Which lines in the material below contain the string "white"? Pick out and copy each of them, treating uppercase and lowercase as different.

Material for this exercise:
━━━━

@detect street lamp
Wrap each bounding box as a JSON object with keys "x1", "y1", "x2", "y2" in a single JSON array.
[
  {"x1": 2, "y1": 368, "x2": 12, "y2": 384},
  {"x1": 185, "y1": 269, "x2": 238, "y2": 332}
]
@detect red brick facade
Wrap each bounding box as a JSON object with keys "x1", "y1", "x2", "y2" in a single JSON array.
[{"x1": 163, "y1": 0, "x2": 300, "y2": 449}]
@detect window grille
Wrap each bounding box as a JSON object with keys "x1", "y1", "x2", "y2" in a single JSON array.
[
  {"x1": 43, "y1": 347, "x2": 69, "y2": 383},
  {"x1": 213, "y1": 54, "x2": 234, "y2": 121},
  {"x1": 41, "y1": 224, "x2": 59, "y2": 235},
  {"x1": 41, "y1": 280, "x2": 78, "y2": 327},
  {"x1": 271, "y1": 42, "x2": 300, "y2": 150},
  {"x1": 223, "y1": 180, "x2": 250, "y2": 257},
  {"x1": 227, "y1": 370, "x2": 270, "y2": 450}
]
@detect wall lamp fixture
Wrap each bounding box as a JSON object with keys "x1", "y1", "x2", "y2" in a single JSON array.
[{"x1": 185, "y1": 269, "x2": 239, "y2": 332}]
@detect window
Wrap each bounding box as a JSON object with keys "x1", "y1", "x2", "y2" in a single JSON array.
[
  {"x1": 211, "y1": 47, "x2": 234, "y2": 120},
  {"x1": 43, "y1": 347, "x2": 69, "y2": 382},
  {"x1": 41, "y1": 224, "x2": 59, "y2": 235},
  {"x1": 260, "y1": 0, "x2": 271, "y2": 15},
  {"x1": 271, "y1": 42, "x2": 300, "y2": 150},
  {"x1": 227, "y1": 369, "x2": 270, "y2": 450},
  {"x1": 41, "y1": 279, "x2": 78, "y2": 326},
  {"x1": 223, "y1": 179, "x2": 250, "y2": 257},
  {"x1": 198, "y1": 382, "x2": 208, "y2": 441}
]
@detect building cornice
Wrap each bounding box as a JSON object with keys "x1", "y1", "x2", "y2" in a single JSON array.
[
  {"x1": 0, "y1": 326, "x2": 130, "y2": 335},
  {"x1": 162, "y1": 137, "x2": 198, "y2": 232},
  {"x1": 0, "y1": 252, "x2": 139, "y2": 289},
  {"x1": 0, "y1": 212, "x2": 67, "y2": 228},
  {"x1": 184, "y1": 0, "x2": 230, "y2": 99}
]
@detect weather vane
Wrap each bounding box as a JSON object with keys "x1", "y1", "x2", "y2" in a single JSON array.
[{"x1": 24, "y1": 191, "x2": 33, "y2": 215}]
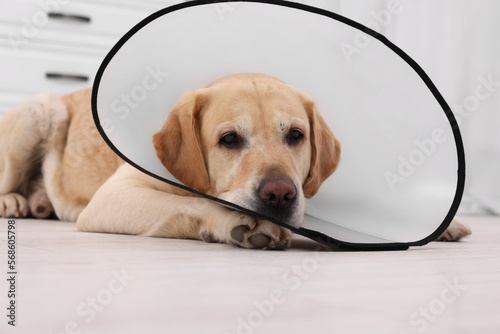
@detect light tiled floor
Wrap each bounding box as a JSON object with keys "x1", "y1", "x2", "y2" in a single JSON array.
[{"x1": 0, "y1": 217, "x2": 500, "y2": 334}]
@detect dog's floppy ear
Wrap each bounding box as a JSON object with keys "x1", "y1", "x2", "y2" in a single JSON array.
[
  {"x1": 153, "y1": 92, "x2": 210, "y2": 192},
  {"x1": 302, "y1": 96, "x2": 340, "y2": 197}
]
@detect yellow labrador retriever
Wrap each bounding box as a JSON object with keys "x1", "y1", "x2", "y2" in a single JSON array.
[{"x1": 0, "y1": 74, "x2": 470, "y2": 249}]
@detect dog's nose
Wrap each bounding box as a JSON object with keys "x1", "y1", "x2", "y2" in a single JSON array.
[{"x1": 258, "y1": 177, "x2": 297, "y2": 209}]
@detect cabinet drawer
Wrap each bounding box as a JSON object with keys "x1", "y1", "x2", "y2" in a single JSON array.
[
  {"x1": 0, "y1": 41, "x2": 103, "y2": 94},
  {"x1": 0, "y1": 0, "x2": 154, "y2": 49}
]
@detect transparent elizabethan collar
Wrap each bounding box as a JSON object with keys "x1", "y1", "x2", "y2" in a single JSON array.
[{"x1": 92, "y1": 1, "x2": 465, "y2": 249}]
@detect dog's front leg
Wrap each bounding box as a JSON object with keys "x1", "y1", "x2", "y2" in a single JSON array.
[{"x1": 77, "y1": 165, "x2": 291, "y2": 249}]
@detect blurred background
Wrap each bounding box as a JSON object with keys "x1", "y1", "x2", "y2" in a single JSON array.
[{"x1": 0, "y1": 0, "x2": 500, "y2": 215}]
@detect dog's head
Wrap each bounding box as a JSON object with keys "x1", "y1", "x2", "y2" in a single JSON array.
[{"x1": 153, "y1": 74, "x2": 340, "y2": 227}]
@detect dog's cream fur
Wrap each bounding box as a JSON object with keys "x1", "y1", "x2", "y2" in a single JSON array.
[{"x1": 0, "y1": 74, "x2": 470, "y2": 249}]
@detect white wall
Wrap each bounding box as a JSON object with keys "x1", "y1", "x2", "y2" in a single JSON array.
[{"x1": 0, "y1": 0, "x2": 500, "y2": 214}]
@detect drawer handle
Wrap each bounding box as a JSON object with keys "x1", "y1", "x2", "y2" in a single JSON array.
[
  {"x1": 45, "y1": 72, "x2": 89, "y2": 81},
  {"x1": 47, "y1": 12, "x2": 90, "y2": 23}
]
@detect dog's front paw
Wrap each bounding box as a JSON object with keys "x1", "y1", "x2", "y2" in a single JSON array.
[
  {"x1": 226, "y1": 214, "x2": 292, "y2": 249},
  {"x1": 436, "y1": 217, "x2": 472, "y2": 241},
  {"x1": 0, "y1": 193, "x2": 29, "y2": 218},
  {"x1": 200, "y1": 211, "x2": 292, "y2": 249}
]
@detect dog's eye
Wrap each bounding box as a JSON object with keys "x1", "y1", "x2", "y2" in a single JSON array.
[
  {"x1": 219, "y1": 132, "x2": 241, "y2": 148},
  {"x1": 288, "y1": 129, "x2": 304, "y2": 145}
]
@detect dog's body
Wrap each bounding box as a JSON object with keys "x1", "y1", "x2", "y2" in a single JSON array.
[{"x1": 0, "y1": 74, "x2": 470, "y2": 249}]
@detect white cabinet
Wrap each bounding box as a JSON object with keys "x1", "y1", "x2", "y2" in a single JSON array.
[{"x1": 0, "y1": 0, "x2": 186, "y2": 115}]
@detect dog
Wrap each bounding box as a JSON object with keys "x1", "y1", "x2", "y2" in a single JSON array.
[{"x1": 0, "y1": 74, "x2": 470, "y2": 249}]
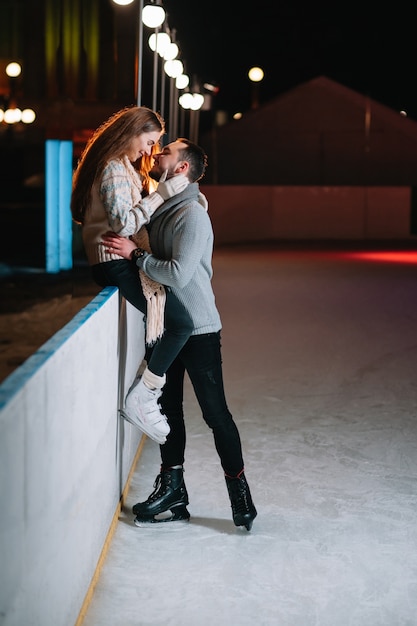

━━━━

Exercise solution:
@detect white wall
@detect white cabinet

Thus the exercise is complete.